▶ _Dataset excerpts_:
++++++++

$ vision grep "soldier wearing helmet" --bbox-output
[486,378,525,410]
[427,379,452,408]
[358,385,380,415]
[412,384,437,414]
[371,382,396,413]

++++++++

▶ _Goal of the exercise_:
Set down the full listing a second time, exactly as given.

▶ _Result of this task_:
$ vision grep "soldier wearing helmet" --bbox-output
[486,378,525,410]
[427,379,452,408]
[358,385,380,415]
[412,384,437,414]
[371,382,396,413]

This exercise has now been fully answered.